● **Aim of the task**
Reproduce the entries below word for word, from their first line through the line containing "pixel 200 199". Stop after that line.

● **Records supplied**
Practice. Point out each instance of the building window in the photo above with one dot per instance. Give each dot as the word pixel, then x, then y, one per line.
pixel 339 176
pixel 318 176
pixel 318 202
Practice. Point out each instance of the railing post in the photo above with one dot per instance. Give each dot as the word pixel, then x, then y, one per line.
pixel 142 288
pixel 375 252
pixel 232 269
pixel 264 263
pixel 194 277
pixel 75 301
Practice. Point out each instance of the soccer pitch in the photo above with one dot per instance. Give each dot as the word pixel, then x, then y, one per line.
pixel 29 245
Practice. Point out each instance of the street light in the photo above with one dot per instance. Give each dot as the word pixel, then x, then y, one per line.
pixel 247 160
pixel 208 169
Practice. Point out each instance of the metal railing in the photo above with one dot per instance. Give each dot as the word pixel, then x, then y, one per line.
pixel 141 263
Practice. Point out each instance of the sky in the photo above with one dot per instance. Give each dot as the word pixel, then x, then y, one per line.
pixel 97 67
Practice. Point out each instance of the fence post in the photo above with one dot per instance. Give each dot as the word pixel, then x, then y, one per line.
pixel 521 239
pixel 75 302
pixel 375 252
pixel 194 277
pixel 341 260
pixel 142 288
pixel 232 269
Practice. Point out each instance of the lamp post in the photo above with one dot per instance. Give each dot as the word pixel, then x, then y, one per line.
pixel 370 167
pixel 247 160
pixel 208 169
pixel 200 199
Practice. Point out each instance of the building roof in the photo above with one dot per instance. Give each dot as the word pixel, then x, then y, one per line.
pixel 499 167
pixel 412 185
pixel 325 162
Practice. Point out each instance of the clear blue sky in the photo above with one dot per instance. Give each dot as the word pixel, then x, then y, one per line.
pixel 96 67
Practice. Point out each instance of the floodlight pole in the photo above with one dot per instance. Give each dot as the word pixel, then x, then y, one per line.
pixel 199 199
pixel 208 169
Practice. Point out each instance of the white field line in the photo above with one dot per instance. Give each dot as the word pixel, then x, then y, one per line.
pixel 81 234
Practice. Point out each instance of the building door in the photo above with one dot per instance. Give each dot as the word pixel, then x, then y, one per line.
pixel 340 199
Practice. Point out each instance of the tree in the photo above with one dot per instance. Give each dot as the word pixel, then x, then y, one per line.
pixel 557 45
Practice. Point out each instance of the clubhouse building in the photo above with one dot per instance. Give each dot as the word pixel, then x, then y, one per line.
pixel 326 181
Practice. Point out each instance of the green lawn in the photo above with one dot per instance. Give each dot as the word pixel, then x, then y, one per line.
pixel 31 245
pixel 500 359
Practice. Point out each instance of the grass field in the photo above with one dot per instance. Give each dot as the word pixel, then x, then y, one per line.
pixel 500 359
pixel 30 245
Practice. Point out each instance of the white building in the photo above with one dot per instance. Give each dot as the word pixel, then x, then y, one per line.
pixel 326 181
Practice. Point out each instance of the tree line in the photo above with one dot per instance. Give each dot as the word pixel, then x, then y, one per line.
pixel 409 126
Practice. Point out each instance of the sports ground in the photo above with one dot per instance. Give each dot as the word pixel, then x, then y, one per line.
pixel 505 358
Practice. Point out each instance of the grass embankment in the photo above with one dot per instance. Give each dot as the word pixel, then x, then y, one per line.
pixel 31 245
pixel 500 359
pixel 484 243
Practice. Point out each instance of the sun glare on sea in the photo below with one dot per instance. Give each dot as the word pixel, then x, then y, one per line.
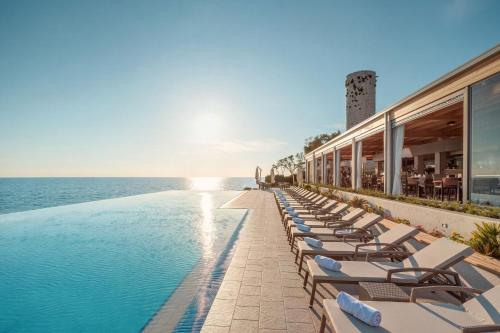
pixel 205 183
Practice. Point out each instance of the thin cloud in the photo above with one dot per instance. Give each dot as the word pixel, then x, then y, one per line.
pixel 240 146
pixel 456 9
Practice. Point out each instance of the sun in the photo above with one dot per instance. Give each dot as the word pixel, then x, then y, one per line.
pixel 206 125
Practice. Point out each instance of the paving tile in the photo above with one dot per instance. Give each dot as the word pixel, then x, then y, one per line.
pixel 298 316
pixel 221 313
pixel 251 281
pixel 248 300
pixel 300 328
pixel 271 292
pixel 293 292
pixel 252 273
pixel 234 273
pixel 250 290
pixel 261 288
pixel 246 312
pixel 257 268
pixel 214 329
pixel 244 326
pixel 272 315
pixel 295 303
pixel 229 290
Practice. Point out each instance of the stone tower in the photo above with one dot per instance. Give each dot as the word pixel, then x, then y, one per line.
pixel 360 97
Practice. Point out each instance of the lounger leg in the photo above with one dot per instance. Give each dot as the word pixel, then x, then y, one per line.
pixel 323 324
pixel 301 262
pixel 313 292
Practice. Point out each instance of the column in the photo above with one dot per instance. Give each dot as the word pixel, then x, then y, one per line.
pixel 354 173
pixel 324 159
pixel 314 169
pixel 336 169
pixel 307 171
pixel 398 138
pixel 466 148
pixel 419 164
pixel 359 164
pixel 387 154
pixel 439 162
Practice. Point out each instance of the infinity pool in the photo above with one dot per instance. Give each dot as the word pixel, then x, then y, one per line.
pixel 106 265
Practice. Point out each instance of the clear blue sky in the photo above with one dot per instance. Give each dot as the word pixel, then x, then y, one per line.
pixel 207 88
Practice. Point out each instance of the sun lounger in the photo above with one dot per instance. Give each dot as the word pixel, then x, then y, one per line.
pixel 387 244
pixel 365 222
pixel 419 268
pixel 479 314
pixel 334 214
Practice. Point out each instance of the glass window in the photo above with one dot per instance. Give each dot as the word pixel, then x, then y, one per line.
pixel 485 141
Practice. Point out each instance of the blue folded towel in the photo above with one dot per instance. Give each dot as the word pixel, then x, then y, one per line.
pixel 303 227
pixel 313 242
pixel 360 310
pixel 328 263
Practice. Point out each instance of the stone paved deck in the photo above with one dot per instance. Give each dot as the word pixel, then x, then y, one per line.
pixel 261 291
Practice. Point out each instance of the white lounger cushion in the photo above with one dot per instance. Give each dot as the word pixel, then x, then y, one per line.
pixel 485 306
pixel 400 317
pixel 440 255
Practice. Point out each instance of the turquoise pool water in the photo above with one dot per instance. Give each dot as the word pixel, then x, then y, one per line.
pixel 106 265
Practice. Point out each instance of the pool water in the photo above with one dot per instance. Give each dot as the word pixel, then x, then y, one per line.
pixel 106 265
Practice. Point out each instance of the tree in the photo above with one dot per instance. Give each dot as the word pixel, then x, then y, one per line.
pixel 291 164
pixel 312 143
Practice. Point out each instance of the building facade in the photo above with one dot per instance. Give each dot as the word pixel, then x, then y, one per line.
pixel 441 141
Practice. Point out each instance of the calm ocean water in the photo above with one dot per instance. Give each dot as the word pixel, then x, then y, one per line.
pixel 21 194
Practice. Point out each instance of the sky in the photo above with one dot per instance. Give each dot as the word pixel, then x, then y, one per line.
pixel 208 88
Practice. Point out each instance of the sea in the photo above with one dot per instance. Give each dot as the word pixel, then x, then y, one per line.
pixel 22 194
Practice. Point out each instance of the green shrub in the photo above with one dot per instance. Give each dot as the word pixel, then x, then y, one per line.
pixel 436 233
pixel 455 236
pixel 486 239
pixel 358 202
pixel 401 221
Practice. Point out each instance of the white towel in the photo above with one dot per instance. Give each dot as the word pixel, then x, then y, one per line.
pixel 360 310
pixel 313 242
pixel 303 227
pixel 328 263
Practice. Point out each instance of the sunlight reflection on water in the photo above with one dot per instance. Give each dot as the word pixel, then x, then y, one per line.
pixel 206 183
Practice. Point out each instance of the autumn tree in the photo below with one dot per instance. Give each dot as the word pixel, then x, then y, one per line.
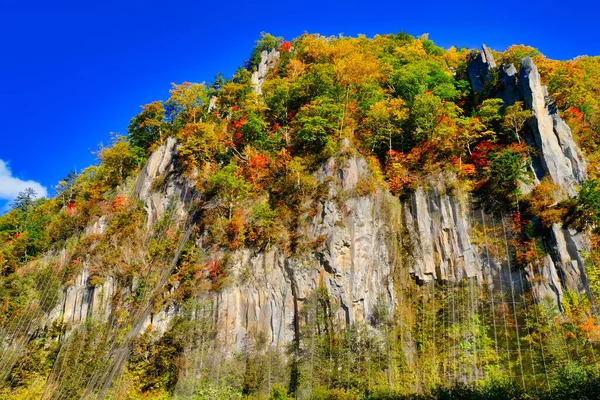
pixel 188 103
pixel 515 118
pixel 148 126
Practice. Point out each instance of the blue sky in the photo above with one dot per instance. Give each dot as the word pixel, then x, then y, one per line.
pixel 70 73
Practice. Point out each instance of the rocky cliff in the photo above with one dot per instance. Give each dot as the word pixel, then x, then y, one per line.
pixel 362 240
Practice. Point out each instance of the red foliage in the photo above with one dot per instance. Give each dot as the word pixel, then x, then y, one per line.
pixel 259 161
pixel 479 155
pixel 577 115
pixel 71 209
pixel 238 124
pixel 119 202
pixel 467 169
pixel 285 46
pixel 215 272
pixel 519 221
pixel 237 138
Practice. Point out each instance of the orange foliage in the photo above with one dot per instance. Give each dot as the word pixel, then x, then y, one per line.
pixel 590 329
pixel 119 202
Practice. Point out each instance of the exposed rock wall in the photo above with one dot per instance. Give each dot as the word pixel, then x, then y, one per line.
pixel 559 155
pixel 439 225
pixel 355 264
pixel 357 245
pixel 267 61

● **Answer below**
Practice. Point out each instance of the building window in the photo above with one dot per instance. Give each dot as the word pixel, then x, then y, one per line.
pixel 339 176
pixel 318 176
pixel 318 202
Practice. Point out each instance of the railing post in the photo above with one dot per instance. Give each dot as the word pixel, then x, then y, one per line.
pixel 142 288
pixel 375 252
pixel 232 269
pixel 264 263
pixel 194 277
pixel 75 301
Practice. Point out each instance of the soccer pitch in the photo above with one dot per instance. Give each dot as the word pixel, then x, then y, one per line.
pixel 29 245
Practice. Point out each instance of the street light in the photo above with one dot per instance. Give each dot as the word pixel, then x, then y, one per line.
pixel 247 160
pixel 208 169
Practice. Point out each instance of the metal railing in the photo above with one dot per instance. Give each dot as the word pixel, then x, then y, one per line.
pixel 141 263
Practice. Point out each instance of the sky in the photo above with one dot per instance. Give each dot as the word pixel, then x, then y, one per line.
pixel 97 67
Practice. Point out each instance of the fence post in the photo above with one dot per instance. Give each dot as the word pixel, then x, then y, one per line.
pixel 521 239
pixel 75 302
pixel 375 252
pixel 194 277
pixel 341 260
pixel 142 288
pixel 232 269
Practice. Point out each instance of the lamp post in the photo above with one dot per instance. Give each dot as the word pixel, then x, then y, one per line.
pixel 370 167
pixel 247 160
pixel 208 169
pixel 200 199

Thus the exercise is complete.